Assignment →
What's needed is a full, exact retyping of the records.

- - - -

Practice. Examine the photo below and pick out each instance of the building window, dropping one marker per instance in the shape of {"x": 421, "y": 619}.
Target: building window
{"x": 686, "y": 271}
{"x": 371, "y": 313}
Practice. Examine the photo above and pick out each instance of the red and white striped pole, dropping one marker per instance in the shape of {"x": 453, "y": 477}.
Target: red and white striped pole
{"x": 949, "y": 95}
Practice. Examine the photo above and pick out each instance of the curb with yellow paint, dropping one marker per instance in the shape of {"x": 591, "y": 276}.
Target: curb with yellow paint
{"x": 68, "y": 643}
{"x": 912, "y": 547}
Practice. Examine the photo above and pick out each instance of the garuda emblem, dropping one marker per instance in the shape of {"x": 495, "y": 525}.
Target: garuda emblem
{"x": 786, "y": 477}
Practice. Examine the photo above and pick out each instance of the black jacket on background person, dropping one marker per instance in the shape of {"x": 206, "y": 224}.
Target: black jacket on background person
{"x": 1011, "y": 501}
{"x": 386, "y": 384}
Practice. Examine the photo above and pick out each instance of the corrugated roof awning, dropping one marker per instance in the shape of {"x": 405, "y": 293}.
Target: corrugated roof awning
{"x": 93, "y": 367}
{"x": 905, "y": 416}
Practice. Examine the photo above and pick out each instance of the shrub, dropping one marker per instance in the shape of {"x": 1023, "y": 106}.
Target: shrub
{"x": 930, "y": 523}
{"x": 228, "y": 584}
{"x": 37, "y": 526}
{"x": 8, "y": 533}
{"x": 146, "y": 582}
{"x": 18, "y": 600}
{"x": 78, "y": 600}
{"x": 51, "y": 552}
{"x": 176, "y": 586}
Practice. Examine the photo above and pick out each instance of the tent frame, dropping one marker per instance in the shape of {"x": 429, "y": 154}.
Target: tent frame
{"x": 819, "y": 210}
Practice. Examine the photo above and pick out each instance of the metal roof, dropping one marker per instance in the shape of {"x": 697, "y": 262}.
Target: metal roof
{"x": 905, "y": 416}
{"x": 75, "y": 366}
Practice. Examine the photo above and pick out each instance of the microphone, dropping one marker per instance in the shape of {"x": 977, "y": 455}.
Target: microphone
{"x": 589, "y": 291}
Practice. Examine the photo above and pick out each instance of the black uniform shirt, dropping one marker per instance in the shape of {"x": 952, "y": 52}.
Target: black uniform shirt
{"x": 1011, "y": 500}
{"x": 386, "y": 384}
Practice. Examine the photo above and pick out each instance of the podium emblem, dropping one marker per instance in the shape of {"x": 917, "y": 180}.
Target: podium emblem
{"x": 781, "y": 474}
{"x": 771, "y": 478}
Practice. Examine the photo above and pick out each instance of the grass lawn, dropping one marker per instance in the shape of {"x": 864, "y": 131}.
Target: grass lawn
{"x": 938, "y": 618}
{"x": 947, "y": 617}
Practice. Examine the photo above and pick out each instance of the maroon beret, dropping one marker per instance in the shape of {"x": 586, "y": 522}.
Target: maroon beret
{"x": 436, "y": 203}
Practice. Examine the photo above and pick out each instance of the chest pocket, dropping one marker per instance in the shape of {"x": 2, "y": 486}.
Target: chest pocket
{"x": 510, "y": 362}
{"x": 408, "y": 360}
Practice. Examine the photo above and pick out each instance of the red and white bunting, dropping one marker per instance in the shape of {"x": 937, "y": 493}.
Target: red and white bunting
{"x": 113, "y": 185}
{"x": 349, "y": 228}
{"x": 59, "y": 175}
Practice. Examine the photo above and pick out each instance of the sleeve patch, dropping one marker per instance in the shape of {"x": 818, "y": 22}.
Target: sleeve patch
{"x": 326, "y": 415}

- - - -

Solution →
Practice. Examine the photo below and pick out each instance of the building window, dropping one marker per instance in the shape of {"x": 421, "y": 619}.
Target: building window
{"x": 686, "y": 271}
{"x": 371, "y": 313}
Practice. Examine the photo above and pick out each instance of the red and white striped pole, dropping one marker per instance in the shape of {"x": 453, "y": 477}.
Target: red and white striped pole
{"x": 949, "y": 95}
Practice. Examine the photo above and pick out each instance of the curb with yellow paint, dropping one marker per instance in the shape of {"x": 591, "y": 276}.
Target: curb with yellow paint
{"x": 68, "y": 643}
{"x": 912, "y": 547}
Practice. Examine the photo above and pick out each instance of the garuda emblem, dropping one marker per instance in the shape of {"x": 495, "y": 525}.
Target: garuda emblem
{"x": 786, "y": 477}
Practice. Examine the photo above and pick out each instance of the black jacket on background person, dropping one marker per instance in the shape of {"x": 206, "y": 224}.
Target: black jacket on background person
{"x": 1011, "y": 501}
{"x": 386, "y": 384}
Practice. Examine the photo above and pick out each instance of the corrugated roof awning, dropping one marker per instance in the shape of {"x": 405, "y": 293}.
Target: corrugated roof awning
{"x": 93, "y": 367}
{"x": 905, "y": 416}
Practice. Examine the photo above and pick out each instance of the shrub, dropping one marker per instance in the shape of {"x": 1023, "y": 106}.
Target: shrub
{"x": 930, "y": 523}
{"x": 228, "y": 584}
{"x": 37, "y": 526}
{"x": 8, "y": 533}
{"x": 146, "y": 582}
{"x": 18, "y": 600}
{"x": 78, "y": 600}
{"x": 51, "y": 552}
{"x": 176, "y": 586}
Practice. Examine the photo above and pick out each instance of the tent frame, dropping one marker per instance in the shape of {"x": 429, "y": 154}.
Target: tent frame
{"x": 819, "y": 210}
Practice. Examine the photo above and pick out each instance of the metal roof, dropping one marker per instance in the shape of {"x": 697, "y": 262}.
Target: metal roof
{"x": 905, "y": 416}
{"x": 75, "y": 366}
Practice. Examine the photo above and pick out each instance of the microphone, dropping one marker per instance in the shape of {"x": 977, "y": 455}.
Target: microphone
{"x": 589, "y": 291}
Practice. Examine the photo above and pick out each instance of the black uniform shirt, dropping one marker per instance in the shape of {"x": 952, "y": 52}.
Target: black uniform shirt
{"x": 1011, "y": 500}
{"x": 386, "y": 384}
Practice. Examine the photo above and pick out each instance of the podium emblem, dropping one marker per instance in the shape of {"x": 917, "y": 180}.
Target: podium emblem
{"x": 781, "y": 474}
{"x": 771, "y": 478}
Practice. Examine the photo above and pick out each instance of the grass lawn, dropping one marker per instance in the shape of {"x": 864, "y": 131}.
Target: grass lawn
{"x": 938, "y": 618}
{"x": 947, "y": 617}
Practice. Examine the photo above and pick out each instance of the maroon beret, dropping one marker per instance in the shape of {"x": 586, "y": 522}.
Target: maroon beret
{"x": 436, "y": 203}
Practice. Examine the photo above and pick out each instance of the chest pocket, dropping one marker per instance in the shape of {"x": 2, "y": 486}.
Target: chest pocket
{"x": 510, "y": 362}
{"x": 408, "y": 360}
Practice. Examine the photo above and pick out each instance of the red and white bunting, dropping one marker per instance in the shape of {"x": 937, "y": 493}.
Target: red and white bunting
{"x": 113, "y": 185}
{"x": 349, "y": 228}
{"x": 59, "y": 175}
Practice. Examine the photo above and pick out each instance of the sleeve patch, dropping one marker per instance in the shape of {"x": 818, "y": 22}.
Target: sleeve patch
{"x": 326, "y": 415}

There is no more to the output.